## EXERCISE 1:
Answer these from the post on GenAI ROI below, one line each:
(a) According to the author, what do companies lack, if not ambition?
(b) Which three visible places do executives often start AI investment in?
(c) Where does the numbered heading say ROI starts?
*** SUPPLIED PASSAGE
Stop Guessing. Start Scaling: A Realistic Blueprint for GenAI ROI| Anna E. Molosky
- Anna Elise Molosky
- 1 hour ago
- 2 min read
For all the noise surrounding GenAI, most enterprises still struggle with the same question: Where does the ROI actually come from?
In my work with global organizations, I have found that the issue isn’t a lack of ambition — it’s a lack of sequence. Companies jump straight into futuristic GenAI initiatives before they’ve optimized the workflows that drive measurable value.
Here’s a practical reset on how to convert GenAI investment into impact that shows up on the balance sheet.
1️⃣ ROI Doesn’t Start at the Front Door — It Starts in the Back Office
Executives often begin AI investment in the most visible places: digital marketing, customer interactions, sales enablement. But visibility doesn’t equal value.
Real, dependable ROI comes from operational heavy lifting:
Finance close cycles
HR transactions
Procurement workflows
Shared services
Reconciliation, validation, and compliance routines
These aren’t glamorous projects — they’re profitable ones.
******
## EXERCISE 2:
Which lines of the records contain the string "green"? Return each of those lines in full.
*** SUPPLIED ENTRIES
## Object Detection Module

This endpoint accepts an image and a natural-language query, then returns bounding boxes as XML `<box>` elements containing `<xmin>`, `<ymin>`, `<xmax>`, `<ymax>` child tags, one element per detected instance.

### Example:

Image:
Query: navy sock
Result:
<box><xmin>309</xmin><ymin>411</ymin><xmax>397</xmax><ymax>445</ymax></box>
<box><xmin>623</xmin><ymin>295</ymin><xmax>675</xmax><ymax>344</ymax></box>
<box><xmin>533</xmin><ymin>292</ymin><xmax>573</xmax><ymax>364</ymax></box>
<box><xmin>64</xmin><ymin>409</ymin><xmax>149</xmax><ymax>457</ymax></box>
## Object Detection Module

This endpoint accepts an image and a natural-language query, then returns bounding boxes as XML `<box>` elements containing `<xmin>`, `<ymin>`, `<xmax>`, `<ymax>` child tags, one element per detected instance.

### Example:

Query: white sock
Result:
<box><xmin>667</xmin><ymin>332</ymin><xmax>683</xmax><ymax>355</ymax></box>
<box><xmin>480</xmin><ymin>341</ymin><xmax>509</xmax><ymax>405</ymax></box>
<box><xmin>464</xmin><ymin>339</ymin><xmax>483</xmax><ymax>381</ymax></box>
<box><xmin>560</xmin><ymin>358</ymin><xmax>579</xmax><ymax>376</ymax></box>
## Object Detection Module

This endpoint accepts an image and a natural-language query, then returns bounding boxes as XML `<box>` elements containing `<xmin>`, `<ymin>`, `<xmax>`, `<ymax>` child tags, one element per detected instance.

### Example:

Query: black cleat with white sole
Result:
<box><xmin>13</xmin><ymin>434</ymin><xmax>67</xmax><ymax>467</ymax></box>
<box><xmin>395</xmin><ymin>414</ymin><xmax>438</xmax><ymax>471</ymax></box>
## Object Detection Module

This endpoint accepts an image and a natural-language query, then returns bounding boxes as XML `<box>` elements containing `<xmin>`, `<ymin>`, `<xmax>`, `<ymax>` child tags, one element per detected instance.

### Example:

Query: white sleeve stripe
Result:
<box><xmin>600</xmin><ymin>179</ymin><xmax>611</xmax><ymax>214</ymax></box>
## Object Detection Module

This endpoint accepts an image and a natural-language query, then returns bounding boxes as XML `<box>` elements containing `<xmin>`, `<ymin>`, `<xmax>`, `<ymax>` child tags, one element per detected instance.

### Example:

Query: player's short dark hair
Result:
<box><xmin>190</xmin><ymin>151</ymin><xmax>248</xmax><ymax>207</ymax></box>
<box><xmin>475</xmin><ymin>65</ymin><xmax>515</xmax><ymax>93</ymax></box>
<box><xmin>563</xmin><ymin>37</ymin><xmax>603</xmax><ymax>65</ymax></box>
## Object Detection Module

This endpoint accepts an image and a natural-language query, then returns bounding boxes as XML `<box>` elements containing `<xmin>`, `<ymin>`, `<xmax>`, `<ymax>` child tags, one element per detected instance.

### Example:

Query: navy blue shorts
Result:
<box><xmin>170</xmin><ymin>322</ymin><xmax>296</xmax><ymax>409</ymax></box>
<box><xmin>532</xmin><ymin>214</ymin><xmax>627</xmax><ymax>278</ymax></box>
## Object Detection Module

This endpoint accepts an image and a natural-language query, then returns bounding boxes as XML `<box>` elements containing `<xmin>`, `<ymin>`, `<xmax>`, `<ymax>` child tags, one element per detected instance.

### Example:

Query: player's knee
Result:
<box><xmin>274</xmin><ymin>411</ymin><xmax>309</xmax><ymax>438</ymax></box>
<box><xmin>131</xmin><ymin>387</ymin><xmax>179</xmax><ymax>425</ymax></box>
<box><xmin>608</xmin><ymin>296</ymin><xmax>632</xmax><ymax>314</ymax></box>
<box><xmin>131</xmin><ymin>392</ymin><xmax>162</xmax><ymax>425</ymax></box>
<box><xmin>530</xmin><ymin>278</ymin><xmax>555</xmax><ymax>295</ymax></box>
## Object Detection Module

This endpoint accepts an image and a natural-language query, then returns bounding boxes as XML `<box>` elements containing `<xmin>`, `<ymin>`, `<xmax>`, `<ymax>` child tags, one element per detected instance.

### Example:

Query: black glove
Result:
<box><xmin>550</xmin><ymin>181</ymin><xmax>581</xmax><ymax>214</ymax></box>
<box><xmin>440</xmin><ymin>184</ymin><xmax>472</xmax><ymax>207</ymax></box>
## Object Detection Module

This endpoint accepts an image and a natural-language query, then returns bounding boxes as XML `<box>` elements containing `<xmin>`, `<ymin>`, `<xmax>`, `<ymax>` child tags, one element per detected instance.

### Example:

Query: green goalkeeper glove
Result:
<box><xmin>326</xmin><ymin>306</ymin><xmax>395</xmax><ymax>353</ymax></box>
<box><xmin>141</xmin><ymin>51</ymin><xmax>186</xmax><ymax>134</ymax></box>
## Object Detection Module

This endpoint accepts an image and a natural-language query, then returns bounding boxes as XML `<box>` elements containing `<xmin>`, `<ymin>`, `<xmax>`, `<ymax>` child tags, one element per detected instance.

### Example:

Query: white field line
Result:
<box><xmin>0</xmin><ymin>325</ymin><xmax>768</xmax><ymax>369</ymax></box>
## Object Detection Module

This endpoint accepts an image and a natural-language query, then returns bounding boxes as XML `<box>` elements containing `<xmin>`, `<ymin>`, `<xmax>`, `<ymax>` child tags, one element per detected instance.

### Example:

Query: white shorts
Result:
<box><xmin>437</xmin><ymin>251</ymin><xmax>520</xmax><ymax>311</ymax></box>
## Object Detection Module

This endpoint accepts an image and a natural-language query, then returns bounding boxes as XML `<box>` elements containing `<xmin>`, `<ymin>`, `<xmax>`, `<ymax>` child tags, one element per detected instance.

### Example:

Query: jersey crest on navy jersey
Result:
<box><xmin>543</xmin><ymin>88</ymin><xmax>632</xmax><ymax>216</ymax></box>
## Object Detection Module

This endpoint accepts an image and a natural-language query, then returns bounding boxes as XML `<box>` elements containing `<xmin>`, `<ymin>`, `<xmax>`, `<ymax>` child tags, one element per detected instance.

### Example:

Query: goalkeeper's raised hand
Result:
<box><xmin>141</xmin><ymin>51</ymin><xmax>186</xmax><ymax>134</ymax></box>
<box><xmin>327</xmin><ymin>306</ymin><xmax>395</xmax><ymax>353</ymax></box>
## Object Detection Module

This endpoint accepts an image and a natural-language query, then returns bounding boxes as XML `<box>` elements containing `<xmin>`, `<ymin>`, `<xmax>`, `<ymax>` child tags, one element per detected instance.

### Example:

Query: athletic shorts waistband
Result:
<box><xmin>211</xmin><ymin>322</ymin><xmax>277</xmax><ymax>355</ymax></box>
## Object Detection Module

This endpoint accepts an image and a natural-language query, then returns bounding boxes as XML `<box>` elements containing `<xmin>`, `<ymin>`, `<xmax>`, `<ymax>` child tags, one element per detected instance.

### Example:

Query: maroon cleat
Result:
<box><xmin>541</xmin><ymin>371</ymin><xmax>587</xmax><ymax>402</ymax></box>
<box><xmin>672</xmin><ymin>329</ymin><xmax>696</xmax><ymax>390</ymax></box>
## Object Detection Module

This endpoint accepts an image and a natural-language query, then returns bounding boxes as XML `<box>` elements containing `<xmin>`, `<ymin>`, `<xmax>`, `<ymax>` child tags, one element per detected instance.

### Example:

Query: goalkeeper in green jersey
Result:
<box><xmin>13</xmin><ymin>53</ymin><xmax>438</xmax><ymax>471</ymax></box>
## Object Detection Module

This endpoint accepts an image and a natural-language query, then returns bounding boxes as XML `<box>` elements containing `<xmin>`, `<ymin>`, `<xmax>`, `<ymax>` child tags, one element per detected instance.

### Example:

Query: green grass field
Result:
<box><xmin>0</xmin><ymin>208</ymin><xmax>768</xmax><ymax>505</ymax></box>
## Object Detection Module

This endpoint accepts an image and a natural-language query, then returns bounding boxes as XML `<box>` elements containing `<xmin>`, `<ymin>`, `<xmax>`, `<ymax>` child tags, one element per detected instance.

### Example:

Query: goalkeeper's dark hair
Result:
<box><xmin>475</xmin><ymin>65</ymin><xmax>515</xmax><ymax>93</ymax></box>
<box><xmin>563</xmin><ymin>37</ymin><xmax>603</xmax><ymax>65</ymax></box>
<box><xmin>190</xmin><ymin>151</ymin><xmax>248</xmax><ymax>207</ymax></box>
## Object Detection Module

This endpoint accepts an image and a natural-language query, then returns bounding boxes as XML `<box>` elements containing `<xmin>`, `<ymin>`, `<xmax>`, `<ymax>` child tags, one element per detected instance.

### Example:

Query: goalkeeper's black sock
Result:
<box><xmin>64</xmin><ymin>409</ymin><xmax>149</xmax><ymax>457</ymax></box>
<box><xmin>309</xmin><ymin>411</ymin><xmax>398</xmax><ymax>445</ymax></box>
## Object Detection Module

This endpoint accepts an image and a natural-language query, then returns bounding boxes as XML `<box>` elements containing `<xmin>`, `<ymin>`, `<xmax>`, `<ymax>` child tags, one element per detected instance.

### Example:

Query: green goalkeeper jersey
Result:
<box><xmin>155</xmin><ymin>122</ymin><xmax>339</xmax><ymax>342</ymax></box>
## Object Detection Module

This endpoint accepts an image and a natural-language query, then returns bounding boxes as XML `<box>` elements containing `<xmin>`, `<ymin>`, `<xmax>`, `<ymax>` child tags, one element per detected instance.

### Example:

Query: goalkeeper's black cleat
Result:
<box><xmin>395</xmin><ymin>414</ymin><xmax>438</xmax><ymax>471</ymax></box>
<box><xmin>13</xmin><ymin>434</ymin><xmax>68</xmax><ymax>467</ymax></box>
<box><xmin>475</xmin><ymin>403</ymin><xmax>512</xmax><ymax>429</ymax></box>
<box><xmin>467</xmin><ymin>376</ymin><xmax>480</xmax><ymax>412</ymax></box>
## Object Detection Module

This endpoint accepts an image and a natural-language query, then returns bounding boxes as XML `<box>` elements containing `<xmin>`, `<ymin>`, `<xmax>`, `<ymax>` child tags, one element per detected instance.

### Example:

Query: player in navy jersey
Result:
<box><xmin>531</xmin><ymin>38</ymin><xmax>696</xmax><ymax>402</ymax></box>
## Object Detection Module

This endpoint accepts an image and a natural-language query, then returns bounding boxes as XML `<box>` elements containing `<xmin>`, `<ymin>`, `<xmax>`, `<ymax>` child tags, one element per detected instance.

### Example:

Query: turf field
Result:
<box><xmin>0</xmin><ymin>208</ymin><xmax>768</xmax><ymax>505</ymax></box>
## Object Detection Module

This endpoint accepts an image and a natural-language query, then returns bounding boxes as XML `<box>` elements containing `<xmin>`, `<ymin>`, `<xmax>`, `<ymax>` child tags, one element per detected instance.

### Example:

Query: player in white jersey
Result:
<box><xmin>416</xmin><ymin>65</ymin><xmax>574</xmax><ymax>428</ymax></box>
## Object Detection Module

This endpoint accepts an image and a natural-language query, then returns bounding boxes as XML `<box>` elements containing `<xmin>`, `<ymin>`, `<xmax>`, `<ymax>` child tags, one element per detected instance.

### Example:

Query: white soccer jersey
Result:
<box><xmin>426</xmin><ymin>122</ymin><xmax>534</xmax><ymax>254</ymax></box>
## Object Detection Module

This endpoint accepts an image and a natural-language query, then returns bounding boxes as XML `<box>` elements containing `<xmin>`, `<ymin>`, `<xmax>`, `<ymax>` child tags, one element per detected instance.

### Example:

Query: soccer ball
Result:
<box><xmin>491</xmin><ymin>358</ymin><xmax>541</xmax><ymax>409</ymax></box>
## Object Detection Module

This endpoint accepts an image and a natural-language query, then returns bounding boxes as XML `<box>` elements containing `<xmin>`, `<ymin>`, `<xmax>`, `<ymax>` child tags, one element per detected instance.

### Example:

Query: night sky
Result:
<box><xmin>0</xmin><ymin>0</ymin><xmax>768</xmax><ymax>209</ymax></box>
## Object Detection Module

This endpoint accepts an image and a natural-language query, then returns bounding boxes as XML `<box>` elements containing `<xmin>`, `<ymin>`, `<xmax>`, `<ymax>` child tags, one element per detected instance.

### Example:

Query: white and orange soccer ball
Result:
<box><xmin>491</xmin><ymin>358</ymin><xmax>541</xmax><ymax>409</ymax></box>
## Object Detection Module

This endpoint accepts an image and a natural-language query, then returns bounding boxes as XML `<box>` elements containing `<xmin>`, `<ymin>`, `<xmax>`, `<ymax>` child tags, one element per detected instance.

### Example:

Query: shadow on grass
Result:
******
## TASK RESULT 1:
(a) A lack of sequence.
(b) Digital marketing, customer interactions, and sales enablement.
(c) In the back office.

## TASK RESULT 2:
Query: green goalkeeper glove
Query: goalkeeper in green jersey
Query: green grass field
Query: green goalkeeper jersey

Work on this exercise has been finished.